== DOCUMENT SEGMENT ==
__________
Why are production standards marketed in grocery stores, but microbiological safety isn’t?
As reported by William Neuman of the New York Times, “shoppers in the supermarket today can buy chicken free of nearly everything but adjectives. It comes free-range, cage-free, antibiotic-free, raised on vegetarian feed, organic, even air-chilled.
“Coming soon: stress-free?
“Two premium chicken producers, Bell & Evans in Pennsylvania and Mary’s Chickens in California, are preparing to switch to a system of killing their birds that they consider more humane. The new system uses carbon dioxide gas to gently render the birds unconscious before they are hung by their feet to have their throats slit, sparing them the potential suffering associated with conventional slaughter methods.”
With so many options, why isn’t someone marketing microbiologically safer chicken – chicken with fewer of the bugs that make people barf?
With the slaughter system, David Pitman, whose family owns Mary’s Chickens, said,
“Most of the time, people don’t want to think about how the animal was killed.”
And retailers will say, you can’t market food safety because that would imply other foods are unsafe.
But as a shopper, I want to reward companies that pay attention to microbial food safety issues, and shun companies that are sloppy.
Americans are good at marketing, so why not get the Mad Men geniuses on the case and figure out how to brag about microbiologically safer food.
Anglia Autoflow, the company that is building the knock-out systems for the two processors, calls the process “controlled atmosphere stunning,” but Mr. Pitman said his company was considering the phrase “sedation stunning” for use on its packages. Also on the short-list: “humanely slaughtered,” “humanely processed” or “humanely handled.”
__________
== PROBLEM 1 ==
Check each statement against the post about marketing chicken. Mark each yes or no, and quote the words of the post that decide it.
(a) Bell & Evans is a chicken producer in Pennsylvania.
(b) The new slaughter system uses nitrogen gas to make the birds unconscious.
(c) Mary's Chickens has settled on "sedation stunning" as the phrase for its packages.
== PROBLEM 2 ==
Continue the post about marketing chicken from its last sentence.

== DATASET EXTRACT ==
__________
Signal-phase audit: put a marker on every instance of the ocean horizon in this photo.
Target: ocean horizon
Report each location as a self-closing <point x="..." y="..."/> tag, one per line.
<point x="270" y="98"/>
__________
== ANSWER SPACE 1 ==
(a) Yes: "Bell & Evans in Pennsylvania"
(b) No: "The new system uses carbon dioxide gas"
(c) No: "his company was considering the phrase “sedation stunning” for use on its packages"

== ANSWER SPACE 2 ==
The trick, he said, is to communicate the goal of the new system, which is to ensure that the birds “not have any extra pain or discomfort in the last few minutes of their lives.”
Temple Grandin, a professor of animal science at Colorado State University and a prominent livestock expert, consulted with Bell & Evans as the company worked with Anglia to design its system. She said it was better because the chickens were not aware of what was happening to them. “Birds don’t like being hung upside down,” Dr. Grandin said. “They get really stressed out by that.”
Scott Sechler, the owner of Bell & Evans, said the system was designed to put birds to sleep gently, in the same way that a person undergoes anesthesia before surgery.
To evoke that image, he wants to put the words “slow induction anesthesia” on his packages and advertising, which already tell customers that the birds are raised in roomy conditions with natural light and given feed free of antibiotics or animal byproducts. Customers who want to know more will be able to go to the company’s Web site.